━━━ Input data
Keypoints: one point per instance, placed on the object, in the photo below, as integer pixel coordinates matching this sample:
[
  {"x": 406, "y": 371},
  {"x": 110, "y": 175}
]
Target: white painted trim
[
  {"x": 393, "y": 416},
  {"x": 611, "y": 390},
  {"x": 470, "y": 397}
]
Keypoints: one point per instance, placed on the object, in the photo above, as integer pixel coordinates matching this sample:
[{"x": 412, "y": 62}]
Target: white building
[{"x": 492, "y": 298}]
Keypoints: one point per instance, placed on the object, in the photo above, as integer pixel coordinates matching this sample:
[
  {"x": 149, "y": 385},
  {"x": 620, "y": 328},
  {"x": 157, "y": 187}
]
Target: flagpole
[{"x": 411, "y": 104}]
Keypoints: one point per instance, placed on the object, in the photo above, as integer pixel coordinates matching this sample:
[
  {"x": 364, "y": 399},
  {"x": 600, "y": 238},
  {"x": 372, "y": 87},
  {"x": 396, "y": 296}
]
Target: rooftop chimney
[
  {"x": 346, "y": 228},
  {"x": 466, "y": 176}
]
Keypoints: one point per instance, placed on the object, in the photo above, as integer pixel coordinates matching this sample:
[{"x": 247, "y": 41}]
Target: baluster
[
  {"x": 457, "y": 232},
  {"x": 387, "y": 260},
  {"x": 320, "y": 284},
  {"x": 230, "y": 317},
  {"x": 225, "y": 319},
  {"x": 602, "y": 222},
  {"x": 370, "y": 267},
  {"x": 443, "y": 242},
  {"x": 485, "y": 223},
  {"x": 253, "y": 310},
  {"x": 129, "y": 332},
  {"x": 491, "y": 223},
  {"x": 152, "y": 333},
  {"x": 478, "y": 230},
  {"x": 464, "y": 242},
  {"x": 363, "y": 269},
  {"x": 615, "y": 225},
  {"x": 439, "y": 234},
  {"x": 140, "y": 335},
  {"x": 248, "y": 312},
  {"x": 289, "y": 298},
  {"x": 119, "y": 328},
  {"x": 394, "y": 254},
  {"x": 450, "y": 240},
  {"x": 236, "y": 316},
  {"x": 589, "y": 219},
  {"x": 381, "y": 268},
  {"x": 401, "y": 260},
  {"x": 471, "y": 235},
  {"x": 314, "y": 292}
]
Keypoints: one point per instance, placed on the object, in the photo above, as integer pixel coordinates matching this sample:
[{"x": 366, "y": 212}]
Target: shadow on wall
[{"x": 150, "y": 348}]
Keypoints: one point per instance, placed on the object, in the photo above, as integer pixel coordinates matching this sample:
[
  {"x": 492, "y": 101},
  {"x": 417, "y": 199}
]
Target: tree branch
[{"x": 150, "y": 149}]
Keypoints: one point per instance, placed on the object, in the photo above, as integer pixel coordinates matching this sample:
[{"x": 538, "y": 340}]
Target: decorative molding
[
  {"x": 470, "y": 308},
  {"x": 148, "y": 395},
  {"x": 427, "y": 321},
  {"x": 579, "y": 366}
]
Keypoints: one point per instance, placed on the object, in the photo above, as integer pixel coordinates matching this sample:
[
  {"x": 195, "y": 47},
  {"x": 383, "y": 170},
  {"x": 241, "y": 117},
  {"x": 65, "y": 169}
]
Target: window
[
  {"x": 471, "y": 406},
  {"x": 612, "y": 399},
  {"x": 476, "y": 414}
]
━━━━━━
** Task goal **
Copy exactly the lines from the one containing "Target: decorative molding" through the last line of the records, both included, and nothing else.

** Task solution **
Target: decorative molding
[
  {"x": 470, "y": 308},
  {"x": 148, "y": 395},
  {"x": 427, "y": 321},
  {"x": 579, "y": 366}
]
Keypoints: one point per instance, placed on the object, in the photo above, as integer pixel coordinates matching this sample:
[
  {"x": 195, "y": 47},
  {"x": 383, "y": 170},
  {"x": 241, "y": 117},
  {"x": 65, "y": 169}
]
Target: window
[
  {"x": 471, "y": 406},
  {"x": 612, "y": 399},
  {"x": 476, "y": 414}
]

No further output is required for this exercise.